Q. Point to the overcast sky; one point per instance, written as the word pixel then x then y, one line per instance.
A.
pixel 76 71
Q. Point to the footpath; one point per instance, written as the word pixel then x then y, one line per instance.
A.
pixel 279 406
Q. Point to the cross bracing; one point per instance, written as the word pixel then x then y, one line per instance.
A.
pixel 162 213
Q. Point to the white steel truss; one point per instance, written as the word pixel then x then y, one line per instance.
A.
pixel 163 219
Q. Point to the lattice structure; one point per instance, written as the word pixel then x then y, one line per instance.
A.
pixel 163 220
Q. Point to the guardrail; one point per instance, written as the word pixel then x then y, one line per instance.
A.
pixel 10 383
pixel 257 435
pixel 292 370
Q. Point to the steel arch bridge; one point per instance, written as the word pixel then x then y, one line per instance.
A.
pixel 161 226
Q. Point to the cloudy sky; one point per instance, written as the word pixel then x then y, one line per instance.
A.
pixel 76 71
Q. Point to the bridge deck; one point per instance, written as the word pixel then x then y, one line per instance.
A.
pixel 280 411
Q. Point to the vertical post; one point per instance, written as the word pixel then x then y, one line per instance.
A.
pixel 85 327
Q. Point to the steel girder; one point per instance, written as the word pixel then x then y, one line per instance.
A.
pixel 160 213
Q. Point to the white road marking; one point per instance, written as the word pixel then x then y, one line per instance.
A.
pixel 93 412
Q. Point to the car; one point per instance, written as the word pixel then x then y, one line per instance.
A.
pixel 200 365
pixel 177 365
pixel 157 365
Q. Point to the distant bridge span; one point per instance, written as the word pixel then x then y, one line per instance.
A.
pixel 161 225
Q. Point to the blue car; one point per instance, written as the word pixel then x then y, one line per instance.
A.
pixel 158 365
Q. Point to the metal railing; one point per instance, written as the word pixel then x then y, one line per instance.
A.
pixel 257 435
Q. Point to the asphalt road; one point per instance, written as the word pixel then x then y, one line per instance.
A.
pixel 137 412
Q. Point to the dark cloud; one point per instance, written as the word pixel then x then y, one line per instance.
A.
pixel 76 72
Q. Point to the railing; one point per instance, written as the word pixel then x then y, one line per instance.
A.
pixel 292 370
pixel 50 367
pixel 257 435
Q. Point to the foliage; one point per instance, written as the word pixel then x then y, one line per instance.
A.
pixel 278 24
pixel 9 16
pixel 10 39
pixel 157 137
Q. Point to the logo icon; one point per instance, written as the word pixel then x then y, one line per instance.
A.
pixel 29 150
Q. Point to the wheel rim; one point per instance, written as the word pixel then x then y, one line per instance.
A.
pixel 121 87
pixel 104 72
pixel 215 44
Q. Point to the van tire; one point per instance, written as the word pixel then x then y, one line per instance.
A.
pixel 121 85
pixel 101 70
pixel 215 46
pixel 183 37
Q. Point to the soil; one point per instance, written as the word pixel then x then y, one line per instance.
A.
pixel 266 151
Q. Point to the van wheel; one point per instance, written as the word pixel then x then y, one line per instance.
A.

ACTION ITEM → Scan the records above for the string "white", and copy every line where it turns up.

YOUR RESPONSE →
Q. Point to the white steel truss; one point per instance, written as the word pixel then x then y, one line per instance.
Q. Point to the white road marking; one point per instance, written as the word pixel then x then y, one line per instance.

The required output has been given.